• [Directions]:
Swap every "clicks" for "points" in everything from the start of the rows down through the line containing "positive clicks: (81, 71) (83, 47)", leaving all else unchanged. Give only those lines, without the pictures.

• [Material provided]:
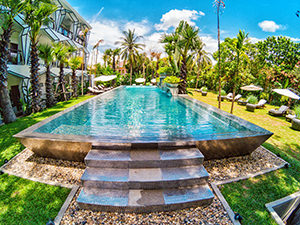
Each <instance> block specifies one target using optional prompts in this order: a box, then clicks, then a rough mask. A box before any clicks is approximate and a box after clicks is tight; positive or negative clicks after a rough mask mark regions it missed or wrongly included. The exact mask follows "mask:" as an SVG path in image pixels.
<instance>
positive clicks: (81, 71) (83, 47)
mask: <svg viewBox="0 0 300 225" xmlns="http://www.w3.org/2000/svg"><path fill="white" fill-rule="evenodd" d="M89 32H90V29H89V28H87V27H86V28H85V29H83V30H81V31H80V36H81V37H82V38H83V40H84V43H83V48H82V59H83V63H82V65H81V95H83V84H84V83H83V79H84V77H83V70H84V66H85V65H86V58H85V49H86V46H87V41H86V37H87V35H88V33H89Z"/></svg>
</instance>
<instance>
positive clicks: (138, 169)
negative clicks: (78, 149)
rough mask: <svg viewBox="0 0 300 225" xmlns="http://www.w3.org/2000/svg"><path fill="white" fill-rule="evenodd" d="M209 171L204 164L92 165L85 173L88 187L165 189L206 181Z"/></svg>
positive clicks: (207, 178)
mask: <svg viewBox="0 0 300 225" xmlns="http://www.w3.org/2000/svg"><path fill="white" fill-rule="evenodd" d="M208 176H209V175H208V173H207V171H206V170H205V168H204V167H203V166H202V165H197V166H185V167H169V168H168V167H167V168H125V169H119V168H96V167H88V168H87V169H86V170H85V172H84V174H83V175H82V177H81V181H82V185H83V186H84V187H97V188H104V189H106V188H107V189H163V188H178V187H187V186H194V185H201V184H204V183H206V180H207V179H208Z"/></svg>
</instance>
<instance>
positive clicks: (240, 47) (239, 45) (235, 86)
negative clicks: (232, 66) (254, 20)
mask: <svg viewBox="0 0 300 225" xmlns="http://www.w3.org/2000/svg"><path fill="white" fill-rule="evenodd" d="M247 39H248V33H247V34H246V33H245V31H241V30H240V31H239V33H238V35H237V41H236V46H235V51H236V57H235V58H236V75H235V76H234V78H233V82H232V83H233V87H232V88H233V91H232V103H231V110H230V113H231V114H232V113H233V106H234V98H235V91H236V90H235V88H236V83H237V81H238V79H239V66H240V57H241V56H245V55H246V53H245V52H246V46H245V43H246V41H247Z"/></svg>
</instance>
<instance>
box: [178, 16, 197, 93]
mask: <svg viewBox="0 0 300 225" xmlns="http://www.w3.org/2000/svg"><path fill="white" fill-rule="evenodd" d="M179 29H180V32H179V34H180V37H179V39H178V41H177V43H176V50H177V51H178V52H179V54H180V56H181V65H180V77H181V80H182V82H181V83H180V85H179V93H180V94H186V87H187V85H186V84H187V63H188V61H189V60H191V59H192V57H193V55H194V54H195V50H196V47H197V42H198V41H199V39H198V32H199V29H198V28H194V27H192V26H190V25H189V24H188V23H187V22H184V21H181V22H180V24H179Z"/></svg>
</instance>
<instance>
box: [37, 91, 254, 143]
mask: <svg viewBox="0 0 300 225" xmlns="http://www.w3.org/2000/svg"><path fill="white" fill-rule="evenodd" d="M241 131H242V132H246V133H249V130H247V129H246V128H245V127H242V126H240V125H239V124H237V123H236V122H234V121H232V120H229V119H227V118H223V117H222V116H221V115H220V114H216V113H212V112H210V111H208V110H207V109H205V108H202V107H200V106H198V105H195V104H193V103H191V102H188V101H185V100H179V99H178V98H172V97H169V96H167V95H166V94H164V93H162V92H161V90H159V89H158V88H155V87H124V88H120V89H117V90H114V91H112V92H111V93H110V94H107V95H104V96H101V97H99V98H97V99H95V100H92V101H90V102H88V103H86V104H84V105H82V106H80V107H78V108H76V109H74V110H72V111H70V112H68V113H65V114H63V115H62V116H60V117H58V118H56V119H54V120H52V121H50V122H49V123H47V124H45V125H44V126H42V127H40V128H38V129H37V130H36V131H35V132H40V133H52V134H70V135H89V136H97V137H98V138H99V139H103V140H111V139H115V140H118V141H122V140H123V141H176V140H195V139H196V140H200V139H203V140H205V139H208V138H209V139H210V138H213V136H214V135H219V136H220V135H221V136H222V135H231V136H232V135H237V133H239V135H240V134H241Z"/></svg>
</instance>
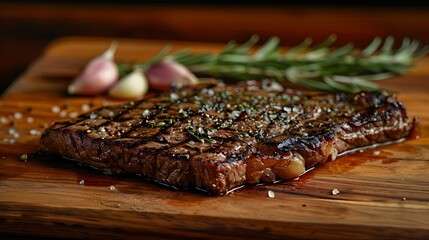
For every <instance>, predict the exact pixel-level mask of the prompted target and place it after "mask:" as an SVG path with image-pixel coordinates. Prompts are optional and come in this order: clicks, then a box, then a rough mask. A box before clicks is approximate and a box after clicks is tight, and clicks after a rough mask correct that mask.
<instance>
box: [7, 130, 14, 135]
mask: <svg viewBox="0 0 429 240" xmlns="http://www.w3.org/2000/svg"><path fill="white" fill-rule="evenodd" d="M7 133H8V134H9V135H14V134H15V133H16V131H15V129H13V128H9V129H8V130H7Z"/></svg>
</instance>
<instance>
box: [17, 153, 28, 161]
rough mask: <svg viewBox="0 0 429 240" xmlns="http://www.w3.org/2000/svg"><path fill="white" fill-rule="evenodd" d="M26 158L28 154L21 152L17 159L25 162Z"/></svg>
mask: <svg viewBox="0 0 429 240" xmlns="http://www.w3.org/2000/svg"><path fill="white" fill-rule="evenodd" d="M27 159H28V155H27V154H22V155H21V156H20V157H19V160H21V161H23V162H27Z"/></svg>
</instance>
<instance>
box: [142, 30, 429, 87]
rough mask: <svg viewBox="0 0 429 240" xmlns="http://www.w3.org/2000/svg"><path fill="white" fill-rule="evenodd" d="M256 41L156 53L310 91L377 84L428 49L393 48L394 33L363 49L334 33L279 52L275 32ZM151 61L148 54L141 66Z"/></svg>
mask: <svg viewBox="0 0 429 240" xmlns="http://www.w3.org/2000/svg"><path fill="white" fill-rule="evenodd" d="M258 40H259V38H258V36H256V35H255V36H252V37H251V38H250V39H249V40H248V41H247V42H245V43H244V44H237V43H235V42H234V41H231V42H229V43H227V44H226V45H225V47H224V49H223V51H221V52H220V53H219V54H213V53H205V54H195V53H192V52H191V51H190V50H183V51H179V52H176V53H172V54H168V53H167V51H165V49H164V50H163V51H161V54H158V55H157V56H156V61H159V60H161V59H163V60H172V61H176V62H179V63H181V64H183V65H185V66H186V67H188V68H189V69H190V70H191V71H192V72H193V73H194V74H196V75H200V76H211V77H215V78H226V79H230V80H246V79H254V80H260V79H272V80H277V81H289V82H291V83H294V84H296V85H299V86H302V87H305V88H309V89H313V90H321V91H329V92H358V91H362V90H377V89H379V86H378V84H377V83H376V82H375V81H376V80H380V79H387V78H390V77H393V76H395V75H400V74H404V73H405V72H406V71H407V70H408V69H409V68H410V67H411V66H412V65H413V63H414V61H415V60H416V58H418V57H420V56H423V55H425V54H426V53H427V52H428V50H429V48H428V46H422V45H421V44H420V43H419V41H417V40H411V39H409V38H405V39H404V40H403V41H402V45H401V46H400V47H399V48H398V49H396V50H394V49H393V45H394V39H393V37H387V38H386V39H385V40H384V41H383V40H382V39H381V38H379V37H377V38H375V39H374V40H373V41H372V42H371V43H370V44H369V45H368V46H367V47H366V48H365V49H363V50H361V51H359V50H358V49H356V48H355V47H354V46H353V44H351V43H349V44H346V45H344V46H342V47H339V48H332V47H331V46H332V44H333V43H334V42H335V40H336V37H335V36H330V37H329V38H327V39H326V40H325V41H324V42H322V43H320V44H319V45H317V46H315V47H310V45H311V44H312V39H311V38H307V39H305V40H304V41H303V42H302V43H301V44H299V45H298V46H296V47H294V48H291V49H290V50H288V51H286V52H282V51H281V49H280V46H279V43H280V40H279V38H277V37H272V38H271V39H269V40H268V41H267V42H265V43H264V44H262V45H261V46H260V47H257V46H256V44H257V43H258ZM153 62H154V59H151V60H149V61H147V62H145V63H141V64H140V65H141V66H147V65H148V64H151V63H153Z"/></svg>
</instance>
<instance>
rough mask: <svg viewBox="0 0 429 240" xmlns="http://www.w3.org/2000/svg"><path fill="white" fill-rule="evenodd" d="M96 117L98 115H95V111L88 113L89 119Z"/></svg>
mask: <svg viewBox="0 0 429 240" xmlns="http://www.w3.org/2000/svg"><path fill="white" fill-rule="evenodd" d="M97 117H98V115H97V113H95V112H92V113H91V114H90V115H89V118H91V119H96V118H97Z"/></svg>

• [Exercise response]:
Each <instance> block specifies one target using optional prompts in this order: a box, then points, then a rough mask. A box before any points is approximate and a box after points is tight; positive or negative points after a rough mask mark regions it missed or wrongly included. The exact mask follows "mask:" as an SVG path in image pixels.
<instance>
positive points: (81, 71) (83, 47)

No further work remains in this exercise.